HOW TO COMPLETE THIS TASK »
Answer with one number: the count of lines in the listing below that hold the word "covered".

DATA SECTION »

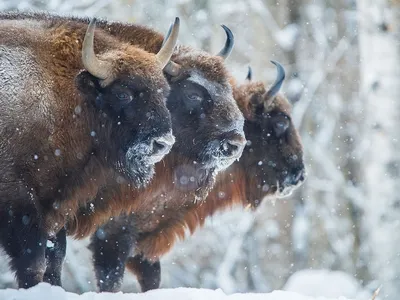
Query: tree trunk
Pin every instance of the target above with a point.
(380, 62)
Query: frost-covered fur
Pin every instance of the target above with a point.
(271, 165)
(64, 133)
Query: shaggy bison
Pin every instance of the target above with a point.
(271, 165)
(77, 104)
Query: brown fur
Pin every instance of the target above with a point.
(59, 51)
(50, 161)
(234, 186)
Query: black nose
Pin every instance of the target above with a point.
(296, 176)
(160, 146)
(233, 147)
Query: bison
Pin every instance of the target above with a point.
(77, 104)
(271, 165)
(204, 113)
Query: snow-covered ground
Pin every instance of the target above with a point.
(45, 291)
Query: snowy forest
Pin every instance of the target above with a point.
(336, 234)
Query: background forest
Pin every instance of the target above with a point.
(342, 59)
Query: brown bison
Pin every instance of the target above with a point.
(76, 104)
(271, 165)
(209, 123)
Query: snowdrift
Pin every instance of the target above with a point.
(45, 291)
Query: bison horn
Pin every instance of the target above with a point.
(230, 41)
(172, 68)
(249, 74)
(278, 81)
(96, 67)
(165, 53)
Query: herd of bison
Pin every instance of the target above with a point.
(113, 130)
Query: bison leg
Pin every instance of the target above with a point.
(111, 245)
(24, 241)
(55, 254)
(148, 273)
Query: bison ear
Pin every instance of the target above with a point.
(256, 105)
(87, 84)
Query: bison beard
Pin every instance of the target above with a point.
(211, 129)
(273, 138)
(68, 118)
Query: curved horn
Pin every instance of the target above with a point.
(172, 68)
(230, 41)
(165, 53)
(278, 81)
(249, 74)
(96, 67)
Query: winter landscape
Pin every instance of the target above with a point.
(336, 236)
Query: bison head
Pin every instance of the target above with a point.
(128, 89)
(205, 116)
(273, 158)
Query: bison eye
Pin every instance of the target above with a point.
(281, 125)
(195, 97)
(125, 97)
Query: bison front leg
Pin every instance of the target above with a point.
(55, 254)
(148, 273)
(111, 245)
(24, 240)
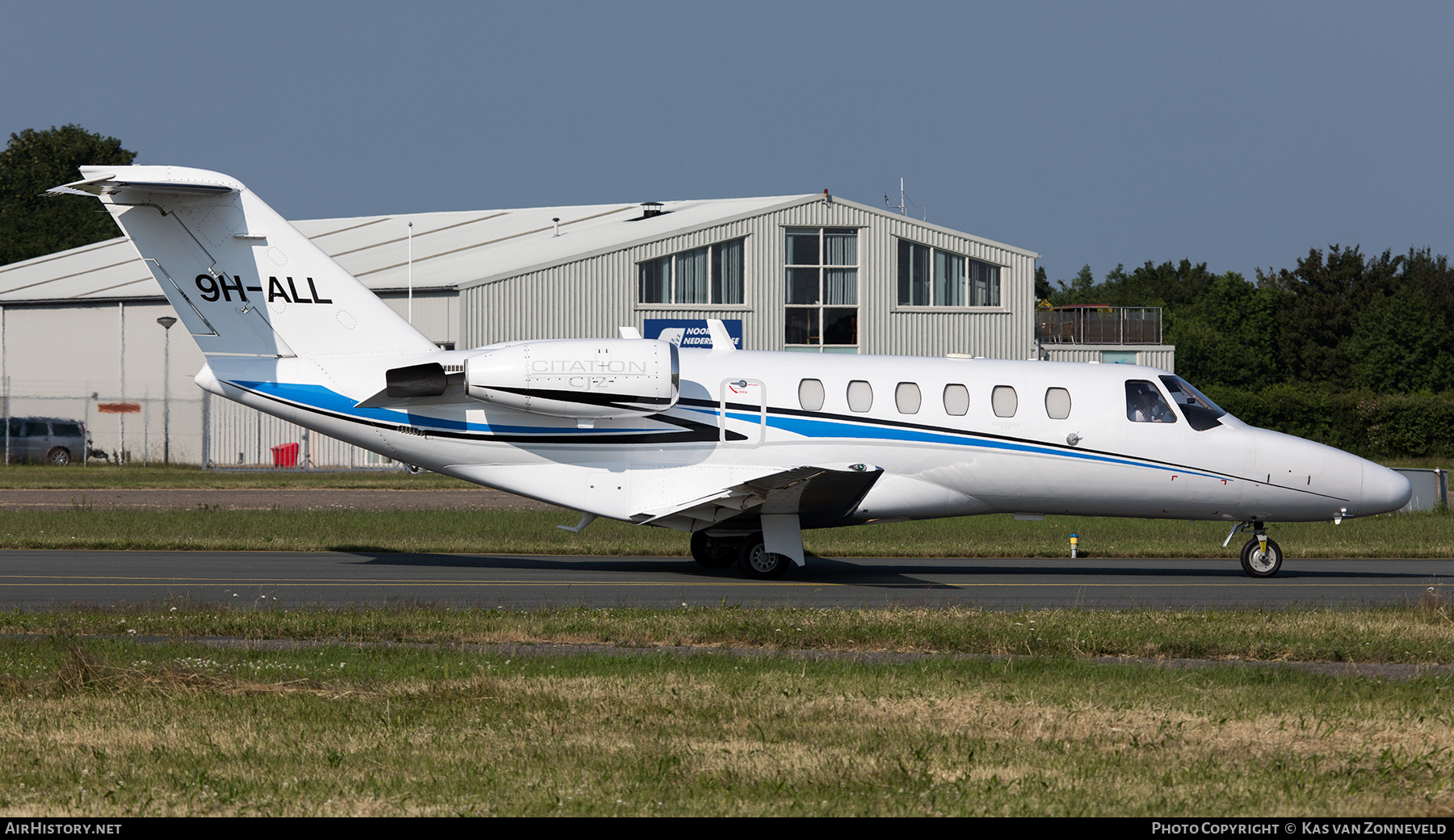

OUTPUT OF THE EXERCISE »
2